*** MATERIAL TO PROCESS ***
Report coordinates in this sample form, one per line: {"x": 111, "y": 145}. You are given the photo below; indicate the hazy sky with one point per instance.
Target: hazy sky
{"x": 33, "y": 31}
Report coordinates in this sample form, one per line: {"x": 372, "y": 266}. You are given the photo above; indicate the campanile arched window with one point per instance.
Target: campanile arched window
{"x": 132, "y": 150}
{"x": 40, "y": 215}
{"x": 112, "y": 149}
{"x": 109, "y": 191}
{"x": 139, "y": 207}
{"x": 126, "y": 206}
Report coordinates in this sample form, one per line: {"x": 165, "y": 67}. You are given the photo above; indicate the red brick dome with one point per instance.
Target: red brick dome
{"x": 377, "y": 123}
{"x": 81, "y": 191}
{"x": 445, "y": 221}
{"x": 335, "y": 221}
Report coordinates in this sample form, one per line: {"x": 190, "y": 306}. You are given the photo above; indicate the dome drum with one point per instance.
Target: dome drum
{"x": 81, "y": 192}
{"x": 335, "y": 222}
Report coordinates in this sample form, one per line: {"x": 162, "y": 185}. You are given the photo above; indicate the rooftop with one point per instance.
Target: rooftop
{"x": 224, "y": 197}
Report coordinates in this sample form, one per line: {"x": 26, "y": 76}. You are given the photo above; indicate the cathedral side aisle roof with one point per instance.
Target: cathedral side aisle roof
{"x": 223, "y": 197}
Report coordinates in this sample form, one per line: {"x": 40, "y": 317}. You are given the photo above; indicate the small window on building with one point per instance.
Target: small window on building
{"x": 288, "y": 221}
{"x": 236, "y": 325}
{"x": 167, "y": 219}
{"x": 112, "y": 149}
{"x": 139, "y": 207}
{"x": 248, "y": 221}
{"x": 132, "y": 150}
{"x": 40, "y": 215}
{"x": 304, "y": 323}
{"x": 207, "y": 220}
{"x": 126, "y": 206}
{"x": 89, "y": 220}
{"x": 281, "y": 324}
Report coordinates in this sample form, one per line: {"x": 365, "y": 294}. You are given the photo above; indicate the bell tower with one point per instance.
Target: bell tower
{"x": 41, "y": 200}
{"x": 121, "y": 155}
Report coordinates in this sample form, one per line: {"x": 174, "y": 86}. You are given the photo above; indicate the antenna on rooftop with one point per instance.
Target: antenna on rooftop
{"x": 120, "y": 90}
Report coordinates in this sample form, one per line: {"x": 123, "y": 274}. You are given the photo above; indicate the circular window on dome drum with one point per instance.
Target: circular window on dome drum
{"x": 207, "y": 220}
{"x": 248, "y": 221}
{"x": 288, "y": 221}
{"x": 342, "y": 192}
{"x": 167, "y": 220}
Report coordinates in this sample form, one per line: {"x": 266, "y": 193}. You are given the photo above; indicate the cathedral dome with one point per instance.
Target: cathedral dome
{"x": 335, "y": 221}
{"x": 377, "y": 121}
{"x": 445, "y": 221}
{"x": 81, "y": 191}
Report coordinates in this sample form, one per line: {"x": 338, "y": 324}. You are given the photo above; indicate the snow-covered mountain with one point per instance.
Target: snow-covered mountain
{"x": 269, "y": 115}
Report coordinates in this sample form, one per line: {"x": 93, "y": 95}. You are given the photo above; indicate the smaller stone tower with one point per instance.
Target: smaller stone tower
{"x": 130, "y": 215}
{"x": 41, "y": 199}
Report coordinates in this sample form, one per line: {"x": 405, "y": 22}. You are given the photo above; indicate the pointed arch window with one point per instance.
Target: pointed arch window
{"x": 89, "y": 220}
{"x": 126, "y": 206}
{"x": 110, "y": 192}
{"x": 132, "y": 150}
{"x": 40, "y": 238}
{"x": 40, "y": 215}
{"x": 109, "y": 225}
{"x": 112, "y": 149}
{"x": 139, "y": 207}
*** End of MATERIAL TO PROCESS ***
Exact copies of every record are required.

SOLUTION FOR THIS EXERCISE:
Report coordinates in this sample form, one per line: {"x": 111, "y": 145}. You are given the photo below; indicate the hazy sky with one point per instance.
Target: hazy sky
{"x": 33, "y": 31}
Report coordinates in this sample form, one per line: {"x": 372, "y": 266}. You are given the photo above; indicate the campanile arched window with one point per instance.
Target: campanile arched window
{"x": 132, "y": 150}
{"x": 40, "y": 215}
{"x": 112, "y": 149}
{"x": 109, "y": 191}
{"x": 139, "y": 207}
{"x": 126, "y": 206}
Report coordinates in this sample form, one per line: {"x": 165, "y": 67}. You are given the photo above; indicate the red brick dome with one point per instance.
Target: red brick dome
{"x": 377, "y": 123}
{"x": 81, "y": 191}
{"x": 445, "y": 221}
{"x": 335, "y": 221}
Report coordinates in this sample form, one per line: {"x": 190, "y": 306}. You are given the photo above; indicate the dome drum with one point per instance.
Target: dome drum
{"x": 81, "y": 192}
{"x": 335, "y": 222}
Report coordinates in this sample form, one per line: {"x": 162, "y": 185}. You are given the photo above; indicate the rooftop with one point per instance.
Target: rooftop
{"x": 224, "y": 197}
Report coordinates in this sample form, one per line: {"x": 26, "y": 76}. You are given the photo above; indicate the cathedral side aisle roof with one point per instance.
Target: cathedral side aisle roof
{"x": 223, "y": 197}
Report coordinates in this sample form, one per line: {"x": 40, "y": 317}. You are given the photo above; indicate the small window on building with one point per instance.
Target: small window on building
{"x": 288, "y": 221}
{"x": 236, "y": 325}
{"x": 167, "y": 219}
{"x": 112, "y": 149}
{"x": 139, "y": 207}
{"x": 248, "y": 221}
{"x": 132, "y": 150}
{"x": 40, "y": 215}
{"x": 304, "y": 323}
{"x": 207, "y": 220}
{"x": 126, "y": 206}
{"x": 89, "y": 220}
{"x": 281, "y": 324}
Report coordinates in this sample form, one per line: {"x": 365, "y": 294}. You are given the photo above; indicate the bell tower with one point per instance.
Target: bell tower
{"x": 41, "y": 200}
{"x": 121, "y": 155}
Report coordinates in this sample form, one per line: {"x": 174, "y": 86}. You are given the photo above; indicate the antenna on rooftop with one point per instance.
Target: antenna on rooftop
{"x": 120, "y": 90}
Report coordinates in this sample form, one per line: {"x": 123, "y": 274}. You are given the photo above; indicate the circular window on dome drum with one point per instance.
Target: circular window on dome drum
{"x": 207, "y": 220}
{"x": 248, "y": 221}
{"x": 288, "y": 221}
{"x": 342, "y": 192}
{"x": 167, "y": 220}
Report coordinates in this sample form, one per line: {"x": 266, "y": 193}. You are given the photo above; indicate the cathedral dome with one point per instance.
Target: cathedral dome
{"x": 335, "y": 221}
{"x": 377, "y": 121}
{"x": 445, "y": 221}
{"x": 81, "y": 191}
Report coordinates in this sample form, one per line: {"x": 338, "y": 324}. You are given the photo above; indicate the snow-covered mountain with one point per instance.
Target: snow-covered mountain
{"x": 269, "y": 115}
Report coordinates in this sample form, one per line: {"x": 93, "y": 95}. You are given the photo above; indicate the smaller stone tower with one point per instance.
Target: smaller stone tower
{"x": 130, "y": 215}
{"x": 41, "y": 199}
Report coordinates in this sample form, one per line: {"x": 405, "y": 22}. You are given the photo above; indicate the pointed arch window with one point per instance.
Target: pointed arch window
{"x": 89, "y": 220}
{"x": 126, "y": 206}
{"x": 110, "y": 192}
{"x": 132, "y": 150}
{"x": 40, "y": 238}
{"x": 40, "y": 215}
{"x": 109, "y": 225}
{"x": 112, "y": 149}
{"x": 139, "y": 207}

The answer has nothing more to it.